* PROBLEM REQUIREMENTS
Your answer must be an exact transcription of the lines from the line with "A colleague claims the woman with" through the final line of the data.

(Records drawn from a dataset)

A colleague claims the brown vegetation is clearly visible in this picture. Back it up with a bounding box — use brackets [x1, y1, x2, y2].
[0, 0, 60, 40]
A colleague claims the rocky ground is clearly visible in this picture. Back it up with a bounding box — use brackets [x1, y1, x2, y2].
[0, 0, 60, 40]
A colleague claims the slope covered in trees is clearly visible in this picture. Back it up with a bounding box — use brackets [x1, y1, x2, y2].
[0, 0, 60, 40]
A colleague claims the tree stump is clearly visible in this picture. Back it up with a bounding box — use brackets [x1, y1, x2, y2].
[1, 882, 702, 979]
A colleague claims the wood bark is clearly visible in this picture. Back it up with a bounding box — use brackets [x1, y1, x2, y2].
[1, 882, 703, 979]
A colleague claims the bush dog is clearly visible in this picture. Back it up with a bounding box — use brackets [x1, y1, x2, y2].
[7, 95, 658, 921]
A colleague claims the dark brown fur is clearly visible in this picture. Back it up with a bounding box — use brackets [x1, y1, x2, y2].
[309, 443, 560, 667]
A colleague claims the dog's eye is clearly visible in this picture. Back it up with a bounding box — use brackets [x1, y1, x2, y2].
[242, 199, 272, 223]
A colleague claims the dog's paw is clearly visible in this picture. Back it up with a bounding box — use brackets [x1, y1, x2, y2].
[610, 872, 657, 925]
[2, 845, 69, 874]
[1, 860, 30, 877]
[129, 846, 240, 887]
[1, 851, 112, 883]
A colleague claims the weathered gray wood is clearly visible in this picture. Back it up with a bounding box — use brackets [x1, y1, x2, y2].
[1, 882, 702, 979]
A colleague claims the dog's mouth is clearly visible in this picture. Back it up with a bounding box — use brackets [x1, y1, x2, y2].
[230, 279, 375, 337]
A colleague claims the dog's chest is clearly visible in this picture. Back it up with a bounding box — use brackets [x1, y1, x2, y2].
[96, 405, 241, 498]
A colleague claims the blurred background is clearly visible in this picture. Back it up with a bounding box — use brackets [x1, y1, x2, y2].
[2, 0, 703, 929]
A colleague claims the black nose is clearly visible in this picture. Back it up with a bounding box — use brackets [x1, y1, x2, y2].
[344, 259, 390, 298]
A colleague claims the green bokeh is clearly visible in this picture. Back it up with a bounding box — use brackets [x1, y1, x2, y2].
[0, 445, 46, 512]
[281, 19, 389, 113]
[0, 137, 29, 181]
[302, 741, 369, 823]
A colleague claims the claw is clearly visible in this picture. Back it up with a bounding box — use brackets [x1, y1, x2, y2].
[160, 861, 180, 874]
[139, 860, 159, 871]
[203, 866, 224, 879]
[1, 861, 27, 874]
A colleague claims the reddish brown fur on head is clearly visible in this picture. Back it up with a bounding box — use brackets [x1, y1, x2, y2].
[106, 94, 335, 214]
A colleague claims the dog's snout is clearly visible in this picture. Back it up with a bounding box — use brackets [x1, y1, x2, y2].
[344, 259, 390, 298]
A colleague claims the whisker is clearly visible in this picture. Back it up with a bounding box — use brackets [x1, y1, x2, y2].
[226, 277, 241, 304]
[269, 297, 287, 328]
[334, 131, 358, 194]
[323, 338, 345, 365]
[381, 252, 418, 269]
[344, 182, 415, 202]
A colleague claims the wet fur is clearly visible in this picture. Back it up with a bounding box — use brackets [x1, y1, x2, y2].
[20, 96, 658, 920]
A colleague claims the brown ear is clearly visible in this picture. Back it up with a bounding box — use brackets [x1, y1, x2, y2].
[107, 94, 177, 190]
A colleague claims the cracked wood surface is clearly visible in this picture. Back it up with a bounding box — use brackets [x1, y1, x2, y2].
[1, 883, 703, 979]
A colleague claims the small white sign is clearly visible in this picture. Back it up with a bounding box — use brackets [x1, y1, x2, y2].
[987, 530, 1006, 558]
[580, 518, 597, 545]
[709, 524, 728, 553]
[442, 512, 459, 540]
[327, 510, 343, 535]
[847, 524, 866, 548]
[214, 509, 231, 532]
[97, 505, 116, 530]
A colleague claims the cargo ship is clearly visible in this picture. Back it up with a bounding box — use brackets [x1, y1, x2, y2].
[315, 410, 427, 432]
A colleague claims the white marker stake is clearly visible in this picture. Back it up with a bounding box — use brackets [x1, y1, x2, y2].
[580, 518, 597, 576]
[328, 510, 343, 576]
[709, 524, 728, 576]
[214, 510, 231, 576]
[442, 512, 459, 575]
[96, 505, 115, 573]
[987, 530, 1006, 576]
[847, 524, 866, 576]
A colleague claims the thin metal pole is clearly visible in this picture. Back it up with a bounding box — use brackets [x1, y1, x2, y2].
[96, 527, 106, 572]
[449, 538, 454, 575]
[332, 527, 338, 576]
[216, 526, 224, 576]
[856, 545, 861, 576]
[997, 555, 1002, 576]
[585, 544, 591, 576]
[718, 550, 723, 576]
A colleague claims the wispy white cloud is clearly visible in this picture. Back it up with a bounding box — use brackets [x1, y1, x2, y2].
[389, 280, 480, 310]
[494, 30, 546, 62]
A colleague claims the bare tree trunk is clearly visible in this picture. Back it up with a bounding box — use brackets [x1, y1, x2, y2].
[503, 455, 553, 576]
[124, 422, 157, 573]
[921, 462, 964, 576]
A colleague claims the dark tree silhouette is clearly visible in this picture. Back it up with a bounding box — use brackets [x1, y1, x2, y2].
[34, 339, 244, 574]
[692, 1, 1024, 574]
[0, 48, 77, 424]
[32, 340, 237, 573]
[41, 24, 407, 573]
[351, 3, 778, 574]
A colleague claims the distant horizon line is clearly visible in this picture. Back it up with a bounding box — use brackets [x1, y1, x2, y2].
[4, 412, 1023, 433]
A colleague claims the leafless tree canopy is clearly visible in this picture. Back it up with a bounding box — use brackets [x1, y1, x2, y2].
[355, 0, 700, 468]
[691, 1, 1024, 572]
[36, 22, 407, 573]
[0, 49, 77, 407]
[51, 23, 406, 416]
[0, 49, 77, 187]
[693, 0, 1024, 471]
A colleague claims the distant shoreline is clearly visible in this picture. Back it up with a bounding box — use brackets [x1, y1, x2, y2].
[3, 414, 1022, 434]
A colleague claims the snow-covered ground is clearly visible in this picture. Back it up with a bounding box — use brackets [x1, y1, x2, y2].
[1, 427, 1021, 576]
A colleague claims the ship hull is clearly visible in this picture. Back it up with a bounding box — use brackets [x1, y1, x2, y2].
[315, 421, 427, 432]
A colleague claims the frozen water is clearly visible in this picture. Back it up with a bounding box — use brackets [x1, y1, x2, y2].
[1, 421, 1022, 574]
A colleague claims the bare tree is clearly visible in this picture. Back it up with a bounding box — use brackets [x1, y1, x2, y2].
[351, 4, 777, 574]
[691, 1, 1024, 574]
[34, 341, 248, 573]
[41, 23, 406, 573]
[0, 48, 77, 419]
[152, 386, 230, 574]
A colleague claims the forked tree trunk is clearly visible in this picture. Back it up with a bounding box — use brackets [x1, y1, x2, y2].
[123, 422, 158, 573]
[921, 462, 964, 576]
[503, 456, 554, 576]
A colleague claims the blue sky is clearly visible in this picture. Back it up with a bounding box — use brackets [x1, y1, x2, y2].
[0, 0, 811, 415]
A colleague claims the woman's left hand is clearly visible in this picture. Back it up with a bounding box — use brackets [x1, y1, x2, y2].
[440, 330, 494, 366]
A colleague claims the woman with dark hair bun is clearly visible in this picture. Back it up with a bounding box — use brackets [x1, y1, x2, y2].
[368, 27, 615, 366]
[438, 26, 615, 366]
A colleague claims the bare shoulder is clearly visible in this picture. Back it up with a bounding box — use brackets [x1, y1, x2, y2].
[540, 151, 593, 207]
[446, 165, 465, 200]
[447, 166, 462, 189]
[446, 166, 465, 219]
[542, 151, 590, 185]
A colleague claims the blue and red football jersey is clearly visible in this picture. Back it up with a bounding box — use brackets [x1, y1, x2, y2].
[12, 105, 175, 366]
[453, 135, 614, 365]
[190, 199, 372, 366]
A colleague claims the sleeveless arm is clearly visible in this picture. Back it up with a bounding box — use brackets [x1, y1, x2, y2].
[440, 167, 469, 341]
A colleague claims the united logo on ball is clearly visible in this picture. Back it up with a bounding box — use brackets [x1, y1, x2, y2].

* RESULT BELOW
A colleague claims the woman with dark hair bun is clearly visible in this picture. Back it up with a bounding box — use brackets [x1, y1, x2, y2].
[368, 27, 615, 366]
[438, 26, 615, 366]
A colleague claims the bare shoulder is clearly visible in this picture. Back it up with a bounding box — use brackets [x1, y1, x2, y2].
[540, 151, 593, 207]
[446, 165, 465, 200]
[447, 166, 462, 189]
[446, 166, 465, 219]
[542, 151, 590, 185]
A colleague claims the blue and red football jersey is clearly visible in this picture. Back it up with a bounding box — use brackets [x1, y1, x2, y2].
[12, 105, 175, 366]
[453, 135, 614, 365]
[190, 199, 372, 366]
A colleague claims the sleeveless arm is clearly visible in this picture. Back it up with a bounding box — use brackets [x1, y1, x2, y2].
[440, 167, 469, 341]
A colleague claims the united logo on ball is clearly visible in this picture. Back it up with a bounding box — use brackets [x1, y1, x2, y2].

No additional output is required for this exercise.